IL PROBLEMA: Ricopia fedelmente dal brano sulla Chiesa in Terra Santa tutto ciò che va da "ESSERE CHIESA IN" giù fino a "e quello musulmano.".

BRANO DI TESTO:
== == ==
RIFLESSIONI DEL PATRIARCA LATINO DI GERUSALEMME

ESSERE CHIESA IN TERRA SANTA

 

C’è posto per la speranza in Terra Santa? Là dove sembra fallire la politica può riuscire l’impegno dei credenti di ogni religione. Per i cristiani è cruciale riflettere su violenza e terrorismo, sulle relazioni tra il popolo ebreo e quello musulmano.

 

La problematica israeliano–palestinese continua a rimanere una questione non risolta. Giovanni Paolo II, nel discorso rivolto al corpo diplomatico (12.04.2004), ricordava che la non risoluzione di questo problema «continua a essere un fattore di destabilizzazione permanente per tutta la regione». Il ricorso alle armi, al terrorismo e alle rappresaglie, l’umiliazione dell’avversario, la propaganda carica di odio – diceva il papa – non portano da nessuna parte.

Il dramma della quotidianità, al di là delle notizie relative agli attentati e ai fatti di sangue più violenti, rimane un peso che tocca la vita e il lavoro di ogni uomo e donna, incide sui valori, sugli affetti e sulle relazioni di ognuno, sia esso palestinese o israeliano. Un peso difficile da tradurre in un articolo giornalistico o in un servizio televisivo.

Dalla prospettiva ecclesiale che gli è propria, il patriarca latino di Gerusalemme mons. Michel Sabbah ha tentato di leggere e interpretare lo scenario drammatico nel quale vive e agisce la comunità cristiana. Nei giorni precedenti il Natale il patriarca ha voluto offrire queste riflessioni della chiesa palestinese a tutti coloro che cercano la pace. La sua riflessione, condivisa con i membri della commissione teologica diocesana, secolari e religiosi, converge su tre punti cruciali: violenza e terrorismo, relazioni con il popolo ebreo in Terra santa, relazioni con i musulmani.1

 

VIOLENZA

E TERRORISMO

 

«Abbiamo sempre condannato e condanniamo ogni atto di violenza contro l’individuo e contro la società… soprattutto il terrorismo, violenza estrema e organizzata, che ha lo scopo di ferire e uccidere innocenti per ottenere sostegno per la propria causa». L’affermazione di netto ripudio della violenza non è una semplice dichiarazione di principio. È, semmai, il risultato a cui il credente giunge consapevole della complessità politica e del contesto di disperazione in cui vivono palestinesi e israeliani.
== == ==
MATERIALE FORNITO:
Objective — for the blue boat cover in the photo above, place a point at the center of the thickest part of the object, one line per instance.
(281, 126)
== == ==
SOLUZIONE DELL'ESERCIZIO:
ESSERE CHIESA IN TERRA SANTA

 

C’è posto per la speranza in Terra Santa? Là dove sembra fallire la politica può riuscire l’impegno dei credenti di ogni religione. Per i cristiani è cruciale riflettere su violenza e terrorismo, sulle relazioni tra il popolo ebreo e quello musulmano.